Passage to read =
[start]
I'd say he succeeded. "Evocation to Visible Appearance" is, in fact, just under two hours of ennui-inducing nothingness. The plot, such as it is, revolves around 17-year-old Samantha (Suzy Weller). She may (or may not) be pregnant by boyfriend Trevor (Lincoln Clauss) but in any case the future looks bleak. Her father Russell (Bruce McKenzie), who appears to be dying, spends all this time asleep on the couch and Martin (Daniel Arthur Johnson), her boss at Bear Burger, has little to offer outside of motivational bromides. Wannabe "black metal" guitarist Hudson (Luke F. LaMontagne) seems to share her angst but her institutionalized sister Natalie (Ronete Levenson) just can't be bothered.
The characters are little more than gestures, and there is no actual dialog between them in any case. They talk around, over, and through each other but never interact. The show is effectively a collection of lengthy and repetitious monologues punctuated, toward the end, by a brief bit of pointless violence and capped by the most boring heavy metal song imaginable.
[end]
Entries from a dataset
[start]
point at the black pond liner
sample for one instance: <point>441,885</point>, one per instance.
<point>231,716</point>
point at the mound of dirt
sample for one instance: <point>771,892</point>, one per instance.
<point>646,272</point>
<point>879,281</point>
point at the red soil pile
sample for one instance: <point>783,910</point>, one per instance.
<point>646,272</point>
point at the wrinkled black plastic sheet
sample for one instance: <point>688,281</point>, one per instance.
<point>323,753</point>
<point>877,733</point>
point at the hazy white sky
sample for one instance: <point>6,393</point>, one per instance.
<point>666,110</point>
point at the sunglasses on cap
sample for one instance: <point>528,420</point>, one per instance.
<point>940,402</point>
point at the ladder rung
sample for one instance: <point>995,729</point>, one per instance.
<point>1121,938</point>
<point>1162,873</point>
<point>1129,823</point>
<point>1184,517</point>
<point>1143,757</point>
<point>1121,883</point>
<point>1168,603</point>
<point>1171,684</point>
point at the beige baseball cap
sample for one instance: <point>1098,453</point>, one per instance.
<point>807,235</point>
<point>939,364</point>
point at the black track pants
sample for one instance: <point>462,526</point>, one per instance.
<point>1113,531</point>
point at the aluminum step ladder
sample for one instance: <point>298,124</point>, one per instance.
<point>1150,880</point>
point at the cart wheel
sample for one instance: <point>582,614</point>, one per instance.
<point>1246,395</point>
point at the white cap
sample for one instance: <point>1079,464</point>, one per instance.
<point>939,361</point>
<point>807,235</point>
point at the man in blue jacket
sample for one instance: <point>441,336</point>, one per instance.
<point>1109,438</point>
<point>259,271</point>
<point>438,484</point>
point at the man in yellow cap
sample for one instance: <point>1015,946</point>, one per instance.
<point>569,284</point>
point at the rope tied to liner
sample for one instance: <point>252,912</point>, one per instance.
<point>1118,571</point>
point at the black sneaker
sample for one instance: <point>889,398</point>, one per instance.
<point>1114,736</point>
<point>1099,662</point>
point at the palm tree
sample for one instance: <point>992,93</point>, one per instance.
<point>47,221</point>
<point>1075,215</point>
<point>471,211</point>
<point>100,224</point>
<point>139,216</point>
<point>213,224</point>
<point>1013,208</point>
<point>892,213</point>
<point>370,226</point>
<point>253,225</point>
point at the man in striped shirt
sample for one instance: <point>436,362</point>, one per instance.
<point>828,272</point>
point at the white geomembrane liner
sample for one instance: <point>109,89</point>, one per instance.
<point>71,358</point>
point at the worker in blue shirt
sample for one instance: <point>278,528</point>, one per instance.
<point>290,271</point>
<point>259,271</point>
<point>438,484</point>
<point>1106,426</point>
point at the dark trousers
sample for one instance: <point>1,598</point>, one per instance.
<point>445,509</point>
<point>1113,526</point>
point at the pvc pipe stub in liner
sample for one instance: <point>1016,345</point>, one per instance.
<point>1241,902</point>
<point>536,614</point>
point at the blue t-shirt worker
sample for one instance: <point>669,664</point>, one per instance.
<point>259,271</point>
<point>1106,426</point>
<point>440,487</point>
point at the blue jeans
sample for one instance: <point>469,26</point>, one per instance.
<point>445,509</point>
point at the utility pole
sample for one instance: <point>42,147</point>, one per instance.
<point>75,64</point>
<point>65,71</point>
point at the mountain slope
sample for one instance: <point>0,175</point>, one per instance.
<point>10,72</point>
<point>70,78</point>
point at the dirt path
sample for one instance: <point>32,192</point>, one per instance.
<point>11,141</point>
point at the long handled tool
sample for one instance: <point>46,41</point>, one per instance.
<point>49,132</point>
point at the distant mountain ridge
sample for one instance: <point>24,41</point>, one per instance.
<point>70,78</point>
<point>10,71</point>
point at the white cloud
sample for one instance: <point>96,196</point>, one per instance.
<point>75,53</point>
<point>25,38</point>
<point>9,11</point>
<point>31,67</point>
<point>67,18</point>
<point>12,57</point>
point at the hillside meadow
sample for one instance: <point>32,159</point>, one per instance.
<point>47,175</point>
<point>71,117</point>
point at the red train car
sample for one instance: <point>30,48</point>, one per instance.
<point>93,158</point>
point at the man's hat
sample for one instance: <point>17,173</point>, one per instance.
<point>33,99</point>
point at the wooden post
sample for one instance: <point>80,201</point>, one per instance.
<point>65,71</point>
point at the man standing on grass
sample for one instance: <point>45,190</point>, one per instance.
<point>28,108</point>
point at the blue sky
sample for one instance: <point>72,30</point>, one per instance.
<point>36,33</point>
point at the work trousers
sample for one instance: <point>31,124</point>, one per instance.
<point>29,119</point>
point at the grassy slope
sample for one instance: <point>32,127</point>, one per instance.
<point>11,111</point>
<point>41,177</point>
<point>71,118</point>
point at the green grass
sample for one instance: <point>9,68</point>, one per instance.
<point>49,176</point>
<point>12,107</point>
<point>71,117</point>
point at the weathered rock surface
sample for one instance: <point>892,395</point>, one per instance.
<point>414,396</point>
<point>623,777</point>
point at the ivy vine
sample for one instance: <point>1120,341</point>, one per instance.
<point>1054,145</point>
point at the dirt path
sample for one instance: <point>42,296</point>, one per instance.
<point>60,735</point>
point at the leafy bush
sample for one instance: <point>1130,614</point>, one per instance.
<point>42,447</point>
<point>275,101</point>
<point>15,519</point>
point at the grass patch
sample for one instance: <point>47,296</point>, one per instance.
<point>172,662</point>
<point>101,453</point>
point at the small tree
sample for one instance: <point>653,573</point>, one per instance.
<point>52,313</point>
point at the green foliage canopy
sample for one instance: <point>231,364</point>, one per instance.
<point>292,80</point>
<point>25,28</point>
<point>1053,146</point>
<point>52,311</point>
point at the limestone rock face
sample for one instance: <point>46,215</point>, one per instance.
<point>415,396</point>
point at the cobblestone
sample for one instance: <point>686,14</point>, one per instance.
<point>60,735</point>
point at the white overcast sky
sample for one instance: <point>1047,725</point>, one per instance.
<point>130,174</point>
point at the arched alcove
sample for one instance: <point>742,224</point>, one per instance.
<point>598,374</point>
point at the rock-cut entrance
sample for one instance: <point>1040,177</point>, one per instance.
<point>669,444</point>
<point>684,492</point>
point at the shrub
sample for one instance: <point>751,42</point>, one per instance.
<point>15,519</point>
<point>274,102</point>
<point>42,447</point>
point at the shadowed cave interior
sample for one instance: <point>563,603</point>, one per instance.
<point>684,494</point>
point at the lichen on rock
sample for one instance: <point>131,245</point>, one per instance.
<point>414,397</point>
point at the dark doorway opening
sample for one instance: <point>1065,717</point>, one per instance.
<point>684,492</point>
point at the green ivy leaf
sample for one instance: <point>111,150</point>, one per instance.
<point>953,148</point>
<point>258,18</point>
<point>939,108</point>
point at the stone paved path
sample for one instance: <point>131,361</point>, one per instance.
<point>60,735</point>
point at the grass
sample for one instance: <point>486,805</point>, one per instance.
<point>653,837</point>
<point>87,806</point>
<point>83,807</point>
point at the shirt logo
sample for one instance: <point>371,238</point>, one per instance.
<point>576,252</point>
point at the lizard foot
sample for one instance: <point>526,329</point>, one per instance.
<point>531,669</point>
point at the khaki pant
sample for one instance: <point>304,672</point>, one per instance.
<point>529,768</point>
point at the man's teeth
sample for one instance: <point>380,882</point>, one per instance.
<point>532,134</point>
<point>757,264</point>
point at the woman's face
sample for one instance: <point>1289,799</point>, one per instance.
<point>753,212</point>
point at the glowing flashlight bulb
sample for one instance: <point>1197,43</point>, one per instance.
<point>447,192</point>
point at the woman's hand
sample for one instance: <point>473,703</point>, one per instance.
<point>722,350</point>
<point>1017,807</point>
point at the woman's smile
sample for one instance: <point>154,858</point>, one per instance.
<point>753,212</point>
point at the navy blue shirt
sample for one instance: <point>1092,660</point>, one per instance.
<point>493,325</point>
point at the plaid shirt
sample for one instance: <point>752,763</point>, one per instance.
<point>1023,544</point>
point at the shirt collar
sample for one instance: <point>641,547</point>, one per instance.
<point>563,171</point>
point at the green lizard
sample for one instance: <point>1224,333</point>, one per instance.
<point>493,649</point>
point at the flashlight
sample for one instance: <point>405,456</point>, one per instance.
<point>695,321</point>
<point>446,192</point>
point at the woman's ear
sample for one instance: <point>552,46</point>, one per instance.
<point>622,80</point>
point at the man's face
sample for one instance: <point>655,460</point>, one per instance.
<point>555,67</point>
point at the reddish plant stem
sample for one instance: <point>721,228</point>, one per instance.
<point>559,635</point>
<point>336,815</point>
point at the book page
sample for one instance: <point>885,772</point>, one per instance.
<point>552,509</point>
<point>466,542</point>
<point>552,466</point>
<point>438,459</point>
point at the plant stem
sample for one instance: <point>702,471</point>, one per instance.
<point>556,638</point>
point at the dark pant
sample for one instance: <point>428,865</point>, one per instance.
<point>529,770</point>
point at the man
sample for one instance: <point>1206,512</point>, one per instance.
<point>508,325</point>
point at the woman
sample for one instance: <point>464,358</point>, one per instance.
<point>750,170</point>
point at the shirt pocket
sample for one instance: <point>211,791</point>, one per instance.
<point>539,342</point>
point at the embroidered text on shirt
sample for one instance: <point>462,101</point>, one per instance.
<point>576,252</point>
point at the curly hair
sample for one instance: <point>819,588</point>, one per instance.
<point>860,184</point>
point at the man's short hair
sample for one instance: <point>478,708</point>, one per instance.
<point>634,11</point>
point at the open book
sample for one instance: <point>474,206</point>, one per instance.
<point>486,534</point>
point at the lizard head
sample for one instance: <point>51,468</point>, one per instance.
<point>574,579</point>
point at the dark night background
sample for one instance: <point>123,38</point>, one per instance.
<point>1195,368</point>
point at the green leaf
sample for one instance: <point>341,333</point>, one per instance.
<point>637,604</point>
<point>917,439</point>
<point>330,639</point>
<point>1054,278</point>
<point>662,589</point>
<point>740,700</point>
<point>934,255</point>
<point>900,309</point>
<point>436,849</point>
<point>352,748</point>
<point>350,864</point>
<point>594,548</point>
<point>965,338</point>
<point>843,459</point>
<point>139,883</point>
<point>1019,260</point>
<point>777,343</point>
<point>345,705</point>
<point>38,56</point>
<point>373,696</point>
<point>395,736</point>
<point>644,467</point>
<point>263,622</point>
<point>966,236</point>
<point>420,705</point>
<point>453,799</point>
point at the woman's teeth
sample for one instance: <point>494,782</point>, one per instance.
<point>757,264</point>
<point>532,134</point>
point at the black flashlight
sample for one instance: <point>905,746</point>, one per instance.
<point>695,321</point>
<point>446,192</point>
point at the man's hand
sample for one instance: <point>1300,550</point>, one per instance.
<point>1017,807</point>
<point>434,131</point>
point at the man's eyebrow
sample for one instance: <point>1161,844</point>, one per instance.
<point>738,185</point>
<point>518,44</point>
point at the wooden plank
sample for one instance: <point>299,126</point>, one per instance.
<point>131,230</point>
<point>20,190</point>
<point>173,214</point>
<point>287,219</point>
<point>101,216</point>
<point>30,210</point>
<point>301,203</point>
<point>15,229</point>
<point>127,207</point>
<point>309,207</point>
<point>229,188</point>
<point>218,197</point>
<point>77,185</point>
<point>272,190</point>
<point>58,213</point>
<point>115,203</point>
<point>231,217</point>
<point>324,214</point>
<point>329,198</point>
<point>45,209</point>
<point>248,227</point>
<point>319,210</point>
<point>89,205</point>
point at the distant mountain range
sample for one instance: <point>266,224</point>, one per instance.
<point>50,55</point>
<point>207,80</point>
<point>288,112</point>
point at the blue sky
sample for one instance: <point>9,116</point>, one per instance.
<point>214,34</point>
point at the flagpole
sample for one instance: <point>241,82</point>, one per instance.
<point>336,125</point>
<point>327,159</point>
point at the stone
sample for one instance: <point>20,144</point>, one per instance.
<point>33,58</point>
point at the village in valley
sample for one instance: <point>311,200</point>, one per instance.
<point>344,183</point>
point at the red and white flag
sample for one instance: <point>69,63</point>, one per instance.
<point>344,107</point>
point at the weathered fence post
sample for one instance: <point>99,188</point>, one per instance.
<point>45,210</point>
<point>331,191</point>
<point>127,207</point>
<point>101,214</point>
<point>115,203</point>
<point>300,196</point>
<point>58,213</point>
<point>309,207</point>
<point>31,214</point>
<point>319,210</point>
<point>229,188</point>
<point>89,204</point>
[end]
Exercise instructions =
1) List every character named in the review of "Evocation to Visible Appearance."
2) Pick up the review of "Evocation to Visible Appearance" after its last sentence and continue it.
The records are separate material, unrelated to the review.

Answers in order =
1) Samantha, Trevor, Russell, Martin, Hudson, Natalie

2)
Evil, in short, was never this banal.
The plodding direction by Actors Theatre Artistic Director Les Waters gives the audience plenty of time to examine the play's many weaknesses, although even with better pacing this would be a slog. The members of the cast do credible work with their thankless parts, with perhaps the best performance coming from Mr. McKenzie as the heartbreakingly broken Russell, but ultimately there's just no reason for the script to exist.
The 2018 Humana Festival of New American Plays runs through April 8th at the Actors Theatre of Louisville.